◆ **Set exercise**: How many lines in the rows below contain the string "strand"? Reply with the number alone.

** START Recorded information **

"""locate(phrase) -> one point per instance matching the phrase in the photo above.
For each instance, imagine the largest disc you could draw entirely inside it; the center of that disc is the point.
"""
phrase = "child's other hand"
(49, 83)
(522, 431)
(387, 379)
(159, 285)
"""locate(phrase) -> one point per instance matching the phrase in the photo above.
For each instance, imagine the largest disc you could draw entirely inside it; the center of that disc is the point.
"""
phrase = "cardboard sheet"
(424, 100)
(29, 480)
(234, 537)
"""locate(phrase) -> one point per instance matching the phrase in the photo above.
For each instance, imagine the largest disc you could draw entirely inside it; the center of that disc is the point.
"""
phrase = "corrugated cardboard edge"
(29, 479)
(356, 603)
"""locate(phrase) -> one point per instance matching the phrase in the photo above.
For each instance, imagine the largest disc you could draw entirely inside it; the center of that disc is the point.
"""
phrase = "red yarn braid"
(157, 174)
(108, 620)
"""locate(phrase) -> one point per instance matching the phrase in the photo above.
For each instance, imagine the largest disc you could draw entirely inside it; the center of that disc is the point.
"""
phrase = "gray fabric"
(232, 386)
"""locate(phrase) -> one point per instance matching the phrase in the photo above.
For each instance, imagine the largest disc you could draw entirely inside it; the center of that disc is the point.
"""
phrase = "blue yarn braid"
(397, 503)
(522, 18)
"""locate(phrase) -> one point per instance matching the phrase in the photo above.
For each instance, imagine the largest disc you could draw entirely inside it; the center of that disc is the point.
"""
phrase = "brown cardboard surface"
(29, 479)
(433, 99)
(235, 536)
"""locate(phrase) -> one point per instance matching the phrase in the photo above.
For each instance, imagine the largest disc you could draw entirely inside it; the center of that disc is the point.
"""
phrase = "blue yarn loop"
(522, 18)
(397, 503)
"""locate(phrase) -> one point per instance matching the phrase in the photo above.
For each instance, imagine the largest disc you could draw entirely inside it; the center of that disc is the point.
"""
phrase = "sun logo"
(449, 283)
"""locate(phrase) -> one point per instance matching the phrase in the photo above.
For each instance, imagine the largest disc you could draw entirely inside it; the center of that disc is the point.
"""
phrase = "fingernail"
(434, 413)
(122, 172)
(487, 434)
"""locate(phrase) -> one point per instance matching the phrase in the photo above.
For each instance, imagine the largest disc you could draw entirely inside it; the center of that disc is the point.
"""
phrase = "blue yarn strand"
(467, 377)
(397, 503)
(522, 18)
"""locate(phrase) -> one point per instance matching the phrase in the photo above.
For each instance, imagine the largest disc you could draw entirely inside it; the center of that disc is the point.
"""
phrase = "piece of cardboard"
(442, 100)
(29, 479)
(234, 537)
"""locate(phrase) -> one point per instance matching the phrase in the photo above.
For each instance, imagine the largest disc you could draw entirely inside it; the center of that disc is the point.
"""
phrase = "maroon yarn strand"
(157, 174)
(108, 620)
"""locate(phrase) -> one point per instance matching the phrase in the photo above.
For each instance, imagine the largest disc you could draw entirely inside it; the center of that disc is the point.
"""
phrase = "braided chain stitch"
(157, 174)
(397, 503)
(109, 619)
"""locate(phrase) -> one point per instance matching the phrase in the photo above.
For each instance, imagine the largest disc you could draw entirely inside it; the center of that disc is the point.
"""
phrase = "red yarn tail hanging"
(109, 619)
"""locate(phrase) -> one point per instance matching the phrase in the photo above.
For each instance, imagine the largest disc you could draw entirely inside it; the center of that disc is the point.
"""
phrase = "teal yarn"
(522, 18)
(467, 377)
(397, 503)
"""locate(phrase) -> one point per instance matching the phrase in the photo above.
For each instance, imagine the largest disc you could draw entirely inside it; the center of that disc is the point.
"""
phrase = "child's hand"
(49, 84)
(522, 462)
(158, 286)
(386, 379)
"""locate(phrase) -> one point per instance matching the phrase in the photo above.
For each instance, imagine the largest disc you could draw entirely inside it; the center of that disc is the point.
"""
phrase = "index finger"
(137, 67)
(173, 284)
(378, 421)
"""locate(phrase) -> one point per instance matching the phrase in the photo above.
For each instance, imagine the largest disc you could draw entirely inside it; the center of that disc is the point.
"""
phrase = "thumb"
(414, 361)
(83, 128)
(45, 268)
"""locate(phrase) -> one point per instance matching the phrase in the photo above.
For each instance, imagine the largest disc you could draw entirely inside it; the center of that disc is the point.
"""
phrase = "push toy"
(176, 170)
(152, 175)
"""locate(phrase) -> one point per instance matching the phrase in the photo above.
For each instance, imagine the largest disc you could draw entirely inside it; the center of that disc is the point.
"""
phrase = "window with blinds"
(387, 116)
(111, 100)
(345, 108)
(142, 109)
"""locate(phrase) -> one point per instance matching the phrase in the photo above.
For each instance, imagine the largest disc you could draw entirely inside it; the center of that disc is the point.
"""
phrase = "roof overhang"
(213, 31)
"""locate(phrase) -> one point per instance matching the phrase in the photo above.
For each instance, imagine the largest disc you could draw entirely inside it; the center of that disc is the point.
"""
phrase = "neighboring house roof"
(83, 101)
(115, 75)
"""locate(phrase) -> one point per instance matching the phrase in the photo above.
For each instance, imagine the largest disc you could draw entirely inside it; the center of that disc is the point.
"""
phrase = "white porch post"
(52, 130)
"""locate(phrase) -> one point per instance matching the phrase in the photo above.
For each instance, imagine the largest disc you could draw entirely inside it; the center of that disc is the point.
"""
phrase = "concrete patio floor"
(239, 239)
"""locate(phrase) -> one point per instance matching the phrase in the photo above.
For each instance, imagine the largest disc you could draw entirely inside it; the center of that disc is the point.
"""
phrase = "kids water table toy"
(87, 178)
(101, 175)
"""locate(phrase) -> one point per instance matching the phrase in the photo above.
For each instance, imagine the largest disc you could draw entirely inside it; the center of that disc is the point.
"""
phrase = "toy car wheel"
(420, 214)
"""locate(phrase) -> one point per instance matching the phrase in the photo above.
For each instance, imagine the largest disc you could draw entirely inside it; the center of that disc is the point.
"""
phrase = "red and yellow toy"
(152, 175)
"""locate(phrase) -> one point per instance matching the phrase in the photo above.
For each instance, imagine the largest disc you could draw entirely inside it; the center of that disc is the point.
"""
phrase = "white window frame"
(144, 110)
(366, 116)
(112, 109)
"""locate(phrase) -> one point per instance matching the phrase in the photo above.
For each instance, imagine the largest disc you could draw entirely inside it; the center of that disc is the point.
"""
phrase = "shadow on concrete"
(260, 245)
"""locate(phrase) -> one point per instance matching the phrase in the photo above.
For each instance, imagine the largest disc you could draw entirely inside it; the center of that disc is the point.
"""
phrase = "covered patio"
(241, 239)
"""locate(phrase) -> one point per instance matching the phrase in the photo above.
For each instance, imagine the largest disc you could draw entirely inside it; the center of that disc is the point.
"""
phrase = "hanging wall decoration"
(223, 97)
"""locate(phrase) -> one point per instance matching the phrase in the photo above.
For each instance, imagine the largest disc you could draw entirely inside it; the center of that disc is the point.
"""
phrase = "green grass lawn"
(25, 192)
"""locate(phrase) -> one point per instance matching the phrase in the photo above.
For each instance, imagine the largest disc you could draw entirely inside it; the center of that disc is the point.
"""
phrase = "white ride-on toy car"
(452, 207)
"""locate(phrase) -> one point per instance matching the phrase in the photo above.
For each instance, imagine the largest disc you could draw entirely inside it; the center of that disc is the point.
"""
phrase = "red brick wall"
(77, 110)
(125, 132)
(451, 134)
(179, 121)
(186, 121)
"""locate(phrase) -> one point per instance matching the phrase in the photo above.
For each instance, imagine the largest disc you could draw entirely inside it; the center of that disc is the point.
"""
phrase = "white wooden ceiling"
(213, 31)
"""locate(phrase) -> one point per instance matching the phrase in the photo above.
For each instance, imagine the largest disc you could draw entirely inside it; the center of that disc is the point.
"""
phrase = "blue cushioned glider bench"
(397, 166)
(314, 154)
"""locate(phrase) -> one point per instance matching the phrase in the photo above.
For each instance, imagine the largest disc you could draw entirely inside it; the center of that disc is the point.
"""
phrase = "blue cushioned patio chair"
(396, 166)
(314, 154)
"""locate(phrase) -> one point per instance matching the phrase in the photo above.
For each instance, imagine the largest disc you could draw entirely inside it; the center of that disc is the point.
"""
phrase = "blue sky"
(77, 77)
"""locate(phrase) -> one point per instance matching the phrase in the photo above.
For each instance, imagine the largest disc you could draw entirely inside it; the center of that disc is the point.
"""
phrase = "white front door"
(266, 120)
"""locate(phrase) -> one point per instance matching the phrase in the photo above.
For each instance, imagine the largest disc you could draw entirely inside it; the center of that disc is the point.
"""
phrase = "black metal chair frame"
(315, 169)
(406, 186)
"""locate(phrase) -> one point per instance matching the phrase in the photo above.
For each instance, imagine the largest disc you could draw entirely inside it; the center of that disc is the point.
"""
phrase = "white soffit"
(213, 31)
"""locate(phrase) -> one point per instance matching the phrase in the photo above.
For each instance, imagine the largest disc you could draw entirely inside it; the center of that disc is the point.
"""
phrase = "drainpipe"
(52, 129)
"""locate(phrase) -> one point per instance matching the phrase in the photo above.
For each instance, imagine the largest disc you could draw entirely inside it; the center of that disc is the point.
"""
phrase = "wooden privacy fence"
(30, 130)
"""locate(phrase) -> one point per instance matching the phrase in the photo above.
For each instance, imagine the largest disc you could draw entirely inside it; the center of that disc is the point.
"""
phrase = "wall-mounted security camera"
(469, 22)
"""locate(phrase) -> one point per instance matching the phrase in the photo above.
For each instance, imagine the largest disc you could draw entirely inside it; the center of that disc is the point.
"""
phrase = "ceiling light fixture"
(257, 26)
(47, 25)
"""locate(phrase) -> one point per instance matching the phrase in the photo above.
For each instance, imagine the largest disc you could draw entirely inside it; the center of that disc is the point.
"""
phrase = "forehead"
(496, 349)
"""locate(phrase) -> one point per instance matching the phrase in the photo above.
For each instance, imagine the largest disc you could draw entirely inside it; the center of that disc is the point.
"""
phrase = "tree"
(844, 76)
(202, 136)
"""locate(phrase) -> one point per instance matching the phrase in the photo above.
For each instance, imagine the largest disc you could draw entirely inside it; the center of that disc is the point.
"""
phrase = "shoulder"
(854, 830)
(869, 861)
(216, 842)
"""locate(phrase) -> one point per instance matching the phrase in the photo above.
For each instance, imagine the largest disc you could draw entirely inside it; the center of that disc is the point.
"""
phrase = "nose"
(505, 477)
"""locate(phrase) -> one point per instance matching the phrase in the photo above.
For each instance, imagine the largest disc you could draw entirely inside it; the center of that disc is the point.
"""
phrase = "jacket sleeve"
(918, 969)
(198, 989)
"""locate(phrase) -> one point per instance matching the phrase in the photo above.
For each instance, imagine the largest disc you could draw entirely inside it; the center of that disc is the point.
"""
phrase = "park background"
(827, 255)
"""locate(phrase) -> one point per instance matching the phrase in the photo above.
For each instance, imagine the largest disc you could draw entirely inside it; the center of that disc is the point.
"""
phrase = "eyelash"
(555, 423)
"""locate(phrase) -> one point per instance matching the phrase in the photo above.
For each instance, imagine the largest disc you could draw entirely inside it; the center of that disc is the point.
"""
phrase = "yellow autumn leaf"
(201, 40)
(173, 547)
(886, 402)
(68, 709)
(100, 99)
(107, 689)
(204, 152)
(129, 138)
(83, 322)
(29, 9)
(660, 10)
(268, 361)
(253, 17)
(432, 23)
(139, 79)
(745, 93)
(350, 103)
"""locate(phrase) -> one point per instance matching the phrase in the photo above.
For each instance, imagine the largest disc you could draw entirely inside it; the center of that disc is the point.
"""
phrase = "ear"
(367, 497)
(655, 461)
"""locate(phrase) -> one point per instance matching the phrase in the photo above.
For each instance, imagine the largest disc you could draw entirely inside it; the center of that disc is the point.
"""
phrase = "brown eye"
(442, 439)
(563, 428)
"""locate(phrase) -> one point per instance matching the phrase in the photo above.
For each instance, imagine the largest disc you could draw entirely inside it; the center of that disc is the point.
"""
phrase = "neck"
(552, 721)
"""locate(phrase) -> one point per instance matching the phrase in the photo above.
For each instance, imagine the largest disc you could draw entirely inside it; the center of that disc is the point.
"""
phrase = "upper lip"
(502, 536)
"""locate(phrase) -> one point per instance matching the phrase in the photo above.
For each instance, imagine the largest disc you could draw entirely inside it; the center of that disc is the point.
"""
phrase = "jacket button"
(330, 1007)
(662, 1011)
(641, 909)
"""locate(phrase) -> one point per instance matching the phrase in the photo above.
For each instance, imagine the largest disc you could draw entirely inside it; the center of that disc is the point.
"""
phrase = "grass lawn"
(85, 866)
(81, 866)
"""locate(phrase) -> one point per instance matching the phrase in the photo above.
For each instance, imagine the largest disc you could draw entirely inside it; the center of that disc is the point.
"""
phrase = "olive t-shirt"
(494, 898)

** END Recorded information **

◆ **Exercise response**: 2